• _Directive_
Copy out the items below, substituting "The system" for every "The component" and leaving everything else as is.

• _Given data_
— start —
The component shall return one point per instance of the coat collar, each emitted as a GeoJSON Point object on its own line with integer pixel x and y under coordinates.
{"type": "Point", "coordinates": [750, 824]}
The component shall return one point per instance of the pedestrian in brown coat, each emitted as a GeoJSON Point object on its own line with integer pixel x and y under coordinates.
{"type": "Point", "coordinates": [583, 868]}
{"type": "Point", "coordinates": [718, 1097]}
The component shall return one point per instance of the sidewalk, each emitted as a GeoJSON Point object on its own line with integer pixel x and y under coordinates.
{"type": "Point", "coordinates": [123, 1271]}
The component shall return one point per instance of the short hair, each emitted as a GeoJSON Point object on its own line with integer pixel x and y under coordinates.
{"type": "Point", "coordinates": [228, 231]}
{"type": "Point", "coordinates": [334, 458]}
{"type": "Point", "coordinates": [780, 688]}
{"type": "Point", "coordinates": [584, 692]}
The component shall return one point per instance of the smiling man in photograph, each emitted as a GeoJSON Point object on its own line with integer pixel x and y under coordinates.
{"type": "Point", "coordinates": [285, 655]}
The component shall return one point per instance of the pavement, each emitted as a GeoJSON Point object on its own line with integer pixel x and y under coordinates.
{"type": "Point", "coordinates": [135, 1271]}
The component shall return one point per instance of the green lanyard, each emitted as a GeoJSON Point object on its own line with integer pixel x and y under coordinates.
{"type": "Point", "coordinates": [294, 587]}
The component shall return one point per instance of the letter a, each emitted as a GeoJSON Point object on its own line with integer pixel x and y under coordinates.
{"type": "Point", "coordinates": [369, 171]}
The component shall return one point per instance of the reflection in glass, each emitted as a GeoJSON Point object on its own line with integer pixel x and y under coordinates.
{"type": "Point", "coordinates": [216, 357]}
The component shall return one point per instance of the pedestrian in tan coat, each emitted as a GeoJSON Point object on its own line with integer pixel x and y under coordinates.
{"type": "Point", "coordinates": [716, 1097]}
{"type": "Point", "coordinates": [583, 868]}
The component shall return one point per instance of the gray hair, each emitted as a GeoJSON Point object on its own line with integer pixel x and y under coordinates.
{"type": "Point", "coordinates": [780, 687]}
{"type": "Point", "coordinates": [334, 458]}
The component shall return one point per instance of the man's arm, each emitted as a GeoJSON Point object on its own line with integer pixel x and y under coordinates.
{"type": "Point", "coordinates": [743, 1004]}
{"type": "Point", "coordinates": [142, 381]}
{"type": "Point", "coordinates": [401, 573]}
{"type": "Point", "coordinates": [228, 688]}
— end —
• _The reply_
The system shall return one point per instance of the coat collar, each emitted as a GeoJSON Point object on its own line with integer pixel x and y under coordinates.
{"type": "Point", "coordinates": [750, 824]}
The system shall return one point per instance of the pedestrian in brown coat, each emitted as a GeoJSON Point object on its own line with integer pixel x and y under coordinates.
{"type": "Point", "coordinates": [583, 868]}
{"type": "Point", "coordinates": [718, 1097]}
The system shall return one point per instance of the sidewalk, each emitted as a GeoJSON Point object on its own line with integer pixel x and y under coordinates.
{"type": "Point", "coordinates": [123, 1271]}
The system shall return one point per instance of the short hair, each emitted as a GeoJSON Point object on its own line with integer pixel x and y under coordinates.
{"type": "Point", "coordinates": [228, 231]}
{"type": "Point", "coordinates": [334, 458]}
{"type": "Point", "coordinates": [780, 688]}
{"type": "Point", "coordinates": [584, 692]}
The system shall return one point per instance of the smiling man in photograph, each emitted as a GeoJSON Point object on its own line with integer pixel x and y under coordinates.
{"type": "Point", "coordinates": [285, 655]}
The system shall return one point per instance of the pavement, each emitted as a GeoJSON Point object on its own line with integer pixel x and y under coordinates.
{"type": "Point", "coordinates": [135, 1271]}
The system shall return one point per instance of the green lanyard, each emitted as a GeoJSON Point object on its own line with integer pixel x and y under coordinates.
{"type": "Point", "coordinates": [294, 587]}
The system shall return one point per instance of the letter a, each emitted as a GeoJSON Point object on its own line with integer pixel x and y under coordinates.
{"type": "Point", "coordinates": [369, 171]}
The system shall return one point per instance of the reflection in glass, each emitted as a GeoJSON Point object on its own line with integer pixel x and y under coordinates.
{"type": "Point", "coordinates": [216, 357]}
The system shall return one point per instance of the pedestrian in tan coat, each emitted as a GeoJSON Point object on its own line with integer pixel x and y under coordinates.
{"type": "Point", "coordinates": [716, 1097]}
{"type": "Point", "coordinates": [583, 868]}
The system shall return one point per instance of the gray hair, each emitted as a GeoJSON Point object on its own line with integer pixel x and y under coordinates.
{"type": "Point", "coordinates": [780, 687]}
{"type": "Point", "coordinates": [334, 458]}
The system shall return one point per instance of the man's arm, each emitted as a GeoJSON Point object on its own line with integer pixel x and y under coordinates.
{"type": "Point", "coordinates": [743, 1004]}
{"type": "Point", "coordinates": [142, 381]}
{"type": "Point", "coordinates": [401, 573]}
{"type": "Point", "coordinates": [228, 688]}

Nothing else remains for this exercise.